Required work
Please write out only the lines running from the one with "of the blue" through the last line of the listing, each exactly as given.

Data excerpts
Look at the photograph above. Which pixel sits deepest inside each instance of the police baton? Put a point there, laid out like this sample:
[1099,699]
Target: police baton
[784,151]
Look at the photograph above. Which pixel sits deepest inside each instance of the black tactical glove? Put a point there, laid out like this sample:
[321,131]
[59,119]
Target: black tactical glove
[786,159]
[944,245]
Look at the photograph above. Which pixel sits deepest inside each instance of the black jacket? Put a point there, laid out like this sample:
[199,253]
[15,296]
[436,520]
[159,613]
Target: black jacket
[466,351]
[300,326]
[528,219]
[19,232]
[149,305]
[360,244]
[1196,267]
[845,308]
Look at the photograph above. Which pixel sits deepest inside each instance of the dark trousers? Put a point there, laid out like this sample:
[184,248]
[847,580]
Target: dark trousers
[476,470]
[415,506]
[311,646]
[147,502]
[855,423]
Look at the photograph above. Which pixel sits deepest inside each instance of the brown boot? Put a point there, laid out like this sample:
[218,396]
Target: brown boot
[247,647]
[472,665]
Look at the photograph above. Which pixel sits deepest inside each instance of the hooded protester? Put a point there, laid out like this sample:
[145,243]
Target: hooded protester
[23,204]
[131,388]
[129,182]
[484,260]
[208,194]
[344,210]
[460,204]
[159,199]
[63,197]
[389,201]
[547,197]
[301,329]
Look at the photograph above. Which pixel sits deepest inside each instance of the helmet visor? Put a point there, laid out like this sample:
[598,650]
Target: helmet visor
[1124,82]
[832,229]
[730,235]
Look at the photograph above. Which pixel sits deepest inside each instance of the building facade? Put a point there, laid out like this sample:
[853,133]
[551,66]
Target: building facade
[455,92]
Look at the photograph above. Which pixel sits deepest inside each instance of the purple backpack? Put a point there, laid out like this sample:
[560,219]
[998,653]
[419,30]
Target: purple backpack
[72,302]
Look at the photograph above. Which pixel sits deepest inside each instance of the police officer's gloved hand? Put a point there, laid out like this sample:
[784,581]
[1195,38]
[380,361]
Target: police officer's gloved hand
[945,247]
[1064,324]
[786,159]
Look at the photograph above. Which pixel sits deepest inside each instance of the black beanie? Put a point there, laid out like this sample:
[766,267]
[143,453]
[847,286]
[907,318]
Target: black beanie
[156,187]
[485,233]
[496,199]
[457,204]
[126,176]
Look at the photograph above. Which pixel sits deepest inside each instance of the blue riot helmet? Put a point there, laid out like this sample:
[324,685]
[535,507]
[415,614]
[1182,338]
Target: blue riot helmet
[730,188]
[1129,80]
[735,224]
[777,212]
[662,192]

Exercise output
Look at the photograph above. Which pixel sits deepest inside each instance of the blue riot helmet? Put a point there, laid out like this sample:
[324,685]
[535,507]
[415,614]
[1182,338]
Target: blue riot helmet
[730,188]
[1129,80]
[735,224]
[777,212]
[662,192]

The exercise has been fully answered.